---------- Input data
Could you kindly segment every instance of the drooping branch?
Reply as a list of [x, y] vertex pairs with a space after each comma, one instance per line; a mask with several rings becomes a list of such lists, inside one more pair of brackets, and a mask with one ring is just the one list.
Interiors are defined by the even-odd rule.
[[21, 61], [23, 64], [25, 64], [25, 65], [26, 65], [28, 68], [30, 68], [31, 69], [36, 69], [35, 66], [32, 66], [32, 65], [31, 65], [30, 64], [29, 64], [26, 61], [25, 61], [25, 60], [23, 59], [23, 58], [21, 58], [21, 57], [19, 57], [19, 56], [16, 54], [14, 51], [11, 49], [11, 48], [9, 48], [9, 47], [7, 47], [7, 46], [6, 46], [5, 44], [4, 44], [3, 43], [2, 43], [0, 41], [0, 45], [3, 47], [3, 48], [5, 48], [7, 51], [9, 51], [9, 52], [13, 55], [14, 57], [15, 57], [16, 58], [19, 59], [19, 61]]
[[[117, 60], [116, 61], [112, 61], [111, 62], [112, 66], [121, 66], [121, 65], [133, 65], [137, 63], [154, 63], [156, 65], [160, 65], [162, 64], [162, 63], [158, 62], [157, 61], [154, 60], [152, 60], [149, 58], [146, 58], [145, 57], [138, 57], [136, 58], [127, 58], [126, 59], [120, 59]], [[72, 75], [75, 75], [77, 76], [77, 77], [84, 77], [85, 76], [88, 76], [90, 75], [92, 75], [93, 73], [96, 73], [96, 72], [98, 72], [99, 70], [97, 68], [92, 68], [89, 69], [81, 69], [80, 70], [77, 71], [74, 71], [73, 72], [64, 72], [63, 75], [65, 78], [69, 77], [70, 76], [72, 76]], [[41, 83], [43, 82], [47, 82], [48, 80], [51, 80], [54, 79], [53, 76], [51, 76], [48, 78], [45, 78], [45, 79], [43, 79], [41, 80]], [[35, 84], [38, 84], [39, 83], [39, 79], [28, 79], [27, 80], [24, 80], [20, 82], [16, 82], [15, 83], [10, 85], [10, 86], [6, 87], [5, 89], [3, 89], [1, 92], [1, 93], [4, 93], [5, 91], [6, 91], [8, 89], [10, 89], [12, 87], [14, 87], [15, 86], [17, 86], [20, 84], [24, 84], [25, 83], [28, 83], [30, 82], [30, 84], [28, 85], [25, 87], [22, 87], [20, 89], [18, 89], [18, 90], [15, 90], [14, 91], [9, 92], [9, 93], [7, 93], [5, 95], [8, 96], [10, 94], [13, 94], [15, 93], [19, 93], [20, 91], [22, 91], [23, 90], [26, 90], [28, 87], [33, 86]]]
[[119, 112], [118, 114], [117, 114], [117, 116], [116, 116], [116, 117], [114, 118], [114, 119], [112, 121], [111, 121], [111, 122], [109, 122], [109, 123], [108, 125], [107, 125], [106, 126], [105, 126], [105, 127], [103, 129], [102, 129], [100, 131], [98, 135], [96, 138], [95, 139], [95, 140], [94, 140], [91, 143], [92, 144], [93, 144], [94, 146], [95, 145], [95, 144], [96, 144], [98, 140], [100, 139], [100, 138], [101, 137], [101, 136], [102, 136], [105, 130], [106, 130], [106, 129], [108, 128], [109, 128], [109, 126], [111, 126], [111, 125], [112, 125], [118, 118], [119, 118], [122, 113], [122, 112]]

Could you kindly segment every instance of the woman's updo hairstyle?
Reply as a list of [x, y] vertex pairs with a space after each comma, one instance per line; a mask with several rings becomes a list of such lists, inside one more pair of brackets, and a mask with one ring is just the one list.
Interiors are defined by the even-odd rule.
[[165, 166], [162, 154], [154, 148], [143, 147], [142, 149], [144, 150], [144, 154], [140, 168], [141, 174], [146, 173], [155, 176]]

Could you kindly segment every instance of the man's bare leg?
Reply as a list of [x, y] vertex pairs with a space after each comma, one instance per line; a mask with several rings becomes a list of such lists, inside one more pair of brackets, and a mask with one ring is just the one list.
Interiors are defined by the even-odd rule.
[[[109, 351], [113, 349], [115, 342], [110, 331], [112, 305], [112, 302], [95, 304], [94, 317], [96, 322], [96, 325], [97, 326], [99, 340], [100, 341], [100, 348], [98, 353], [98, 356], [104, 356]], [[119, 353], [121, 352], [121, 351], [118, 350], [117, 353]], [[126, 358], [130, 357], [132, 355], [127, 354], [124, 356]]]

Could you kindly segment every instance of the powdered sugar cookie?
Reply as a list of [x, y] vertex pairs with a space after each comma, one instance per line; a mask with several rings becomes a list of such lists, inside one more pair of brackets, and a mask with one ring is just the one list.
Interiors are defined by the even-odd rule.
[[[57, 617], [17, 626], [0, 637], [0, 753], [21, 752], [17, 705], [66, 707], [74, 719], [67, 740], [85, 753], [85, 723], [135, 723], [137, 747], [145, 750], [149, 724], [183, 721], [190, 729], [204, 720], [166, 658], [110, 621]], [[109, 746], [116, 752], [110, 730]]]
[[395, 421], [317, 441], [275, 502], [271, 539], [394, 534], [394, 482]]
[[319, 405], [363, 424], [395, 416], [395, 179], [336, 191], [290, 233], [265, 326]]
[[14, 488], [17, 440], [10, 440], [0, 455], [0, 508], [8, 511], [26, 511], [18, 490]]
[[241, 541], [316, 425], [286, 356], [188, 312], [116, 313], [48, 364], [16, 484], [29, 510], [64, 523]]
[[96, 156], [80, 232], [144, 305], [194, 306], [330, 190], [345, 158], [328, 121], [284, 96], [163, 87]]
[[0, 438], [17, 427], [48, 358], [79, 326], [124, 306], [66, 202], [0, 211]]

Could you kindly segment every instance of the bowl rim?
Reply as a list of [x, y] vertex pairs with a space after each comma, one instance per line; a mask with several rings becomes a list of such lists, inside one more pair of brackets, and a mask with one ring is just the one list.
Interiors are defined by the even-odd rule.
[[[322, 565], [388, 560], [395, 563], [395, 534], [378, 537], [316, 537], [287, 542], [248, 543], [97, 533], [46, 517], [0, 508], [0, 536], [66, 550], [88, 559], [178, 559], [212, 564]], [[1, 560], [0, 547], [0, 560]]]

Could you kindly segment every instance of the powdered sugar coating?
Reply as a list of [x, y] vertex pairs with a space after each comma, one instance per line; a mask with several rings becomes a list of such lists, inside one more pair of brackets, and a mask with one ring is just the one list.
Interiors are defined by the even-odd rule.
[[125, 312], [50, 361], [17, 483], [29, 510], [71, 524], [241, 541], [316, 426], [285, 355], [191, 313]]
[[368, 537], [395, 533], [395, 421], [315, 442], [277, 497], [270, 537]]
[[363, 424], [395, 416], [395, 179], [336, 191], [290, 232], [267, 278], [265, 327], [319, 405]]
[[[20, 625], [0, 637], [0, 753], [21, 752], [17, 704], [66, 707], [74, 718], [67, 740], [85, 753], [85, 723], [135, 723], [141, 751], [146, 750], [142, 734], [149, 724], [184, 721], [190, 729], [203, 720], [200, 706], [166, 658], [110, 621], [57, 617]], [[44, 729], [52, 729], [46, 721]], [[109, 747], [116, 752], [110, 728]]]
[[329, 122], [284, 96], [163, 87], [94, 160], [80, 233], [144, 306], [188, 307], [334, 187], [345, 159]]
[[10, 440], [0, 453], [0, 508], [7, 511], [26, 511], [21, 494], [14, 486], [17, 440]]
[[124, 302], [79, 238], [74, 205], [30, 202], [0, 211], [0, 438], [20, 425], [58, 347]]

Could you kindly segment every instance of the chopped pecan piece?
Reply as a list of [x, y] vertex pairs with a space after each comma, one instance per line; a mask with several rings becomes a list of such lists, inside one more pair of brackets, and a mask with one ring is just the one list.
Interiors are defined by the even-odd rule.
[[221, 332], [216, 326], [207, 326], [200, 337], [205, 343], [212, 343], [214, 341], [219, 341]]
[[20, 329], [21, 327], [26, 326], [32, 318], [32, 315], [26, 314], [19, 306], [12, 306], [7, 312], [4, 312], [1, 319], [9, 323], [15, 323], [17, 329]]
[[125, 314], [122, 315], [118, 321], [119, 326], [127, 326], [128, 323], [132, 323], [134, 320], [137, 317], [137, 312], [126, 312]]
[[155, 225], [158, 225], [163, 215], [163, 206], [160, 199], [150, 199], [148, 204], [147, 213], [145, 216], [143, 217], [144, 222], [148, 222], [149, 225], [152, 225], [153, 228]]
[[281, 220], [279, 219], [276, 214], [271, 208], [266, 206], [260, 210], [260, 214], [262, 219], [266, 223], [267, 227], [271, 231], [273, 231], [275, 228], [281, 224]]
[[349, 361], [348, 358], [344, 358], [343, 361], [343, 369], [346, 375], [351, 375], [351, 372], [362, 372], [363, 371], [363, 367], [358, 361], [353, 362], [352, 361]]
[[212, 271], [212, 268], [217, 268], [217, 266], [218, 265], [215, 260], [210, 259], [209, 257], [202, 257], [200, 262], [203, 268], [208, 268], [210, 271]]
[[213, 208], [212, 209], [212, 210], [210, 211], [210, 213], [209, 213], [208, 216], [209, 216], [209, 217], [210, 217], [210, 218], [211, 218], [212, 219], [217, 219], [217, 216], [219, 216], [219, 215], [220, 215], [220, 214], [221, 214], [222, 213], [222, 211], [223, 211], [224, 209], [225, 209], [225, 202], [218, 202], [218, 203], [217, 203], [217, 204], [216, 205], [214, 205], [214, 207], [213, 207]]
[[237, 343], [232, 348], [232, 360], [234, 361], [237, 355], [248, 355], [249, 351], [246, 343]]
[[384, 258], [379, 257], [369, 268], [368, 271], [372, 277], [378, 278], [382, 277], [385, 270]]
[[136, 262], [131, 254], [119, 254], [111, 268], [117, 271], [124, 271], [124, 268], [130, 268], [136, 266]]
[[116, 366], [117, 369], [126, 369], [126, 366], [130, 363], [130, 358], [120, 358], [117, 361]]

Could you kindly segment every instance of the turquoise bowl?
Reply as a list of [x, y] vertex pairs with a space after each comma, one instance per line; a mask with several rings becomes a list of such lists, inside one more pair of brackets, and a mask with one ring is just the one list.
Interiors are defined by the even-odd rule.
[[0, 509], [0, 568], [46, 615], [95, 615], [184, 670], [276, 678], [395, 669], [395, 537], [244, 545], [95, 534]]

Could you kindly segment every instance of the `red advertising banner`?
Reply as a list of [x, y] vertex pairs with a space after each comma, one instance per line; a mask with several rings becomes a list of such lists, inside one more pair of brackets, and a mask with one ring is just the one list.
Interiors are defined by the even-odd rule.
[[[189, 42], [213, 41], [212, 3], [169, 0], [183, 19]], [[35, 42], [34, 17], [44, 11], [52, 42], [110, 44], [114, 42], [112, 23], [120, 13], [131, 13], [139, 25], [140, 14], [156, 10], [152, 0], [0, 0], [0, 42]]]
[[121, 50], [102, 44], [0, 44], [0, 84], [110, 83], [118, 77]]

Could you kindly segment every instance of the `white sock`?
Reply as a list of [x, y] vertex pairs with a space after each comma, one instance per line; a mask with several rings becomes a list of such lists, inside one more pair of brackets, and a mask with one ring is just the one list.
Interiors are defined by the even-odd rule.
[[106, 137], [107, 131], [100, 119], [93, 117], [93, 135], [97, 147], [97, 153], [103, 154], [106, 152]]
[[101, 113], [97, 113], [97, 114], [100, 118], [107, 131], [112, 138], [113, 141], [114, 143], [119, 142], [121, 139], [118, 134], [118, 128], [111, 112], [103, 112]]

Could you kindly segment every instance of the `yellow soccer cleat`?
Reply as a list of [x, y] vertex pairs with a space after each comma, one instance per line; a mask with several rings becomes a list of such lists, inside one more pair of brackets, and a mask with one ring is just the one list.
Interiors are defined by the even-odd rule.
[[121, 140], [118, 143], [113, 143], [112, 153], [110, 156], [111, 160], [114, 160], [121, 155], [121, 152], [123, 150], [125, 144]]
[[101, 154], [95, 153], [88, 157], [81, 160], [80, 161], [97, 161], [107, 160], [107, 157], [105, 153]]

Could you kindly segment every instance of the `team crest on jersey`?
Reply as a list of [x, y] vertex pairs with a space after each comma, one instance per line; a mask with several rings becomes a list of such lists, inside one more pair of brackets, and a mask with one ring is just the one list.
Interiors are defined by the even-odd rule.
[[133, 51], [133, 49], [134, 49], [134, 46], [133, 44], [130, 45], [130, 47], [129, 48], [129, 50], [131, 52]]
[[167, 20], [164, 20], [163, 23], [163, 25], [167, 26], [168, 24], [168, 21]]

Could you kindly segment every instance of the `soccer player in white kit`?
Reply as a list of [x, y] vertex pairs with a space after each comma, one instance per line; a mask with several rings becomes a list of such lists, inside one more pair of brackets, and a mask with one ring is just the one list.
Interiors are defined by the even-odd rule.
--------------------
■ Aim of the exercise: Quote every line from the beginning of the entries down through the line that contains "59], [19, 61]]", including both ends.

■ Response to this exercise:
Could you kindly segment every instance of the drooping branch?
Reply as a list of [x, y] vertex pairs with a space after each comma, one instance per line; a mask with several rings becomes a list of such lists, inside one more pair of brackets, and a mask with one ring is just the one list.
Interiors are defined by the even-odd rule.
[[21, 61], [23, 64], [25, 64], [25, 65], [26, 65], [28, 68], [30, 68], [31, 69], [36, 69], [35, 66], [32, 66], [32, 65], [31, 65], [30, 64], [29, 64], [26, 61], [25, 61], [25, 60], [23, 59], [23, 58], [21, 58], [21, 57], [19, 57], [19, 56], [16, 54], [14, 51], [11, 49], [11, 48], [9, 48], [9, 47], [7, 47], [7, 46], [6, 46], [5, 44], [4, 44], [3, 43], [2, 43], [0, 41], [0, 45], [3, 47], [3, 48], [5, 48], [7, 51], [9, 51], [9, 52], [13, 55], [14, 57], [15, 57], [16, 58], [19, 59], [19, 61]]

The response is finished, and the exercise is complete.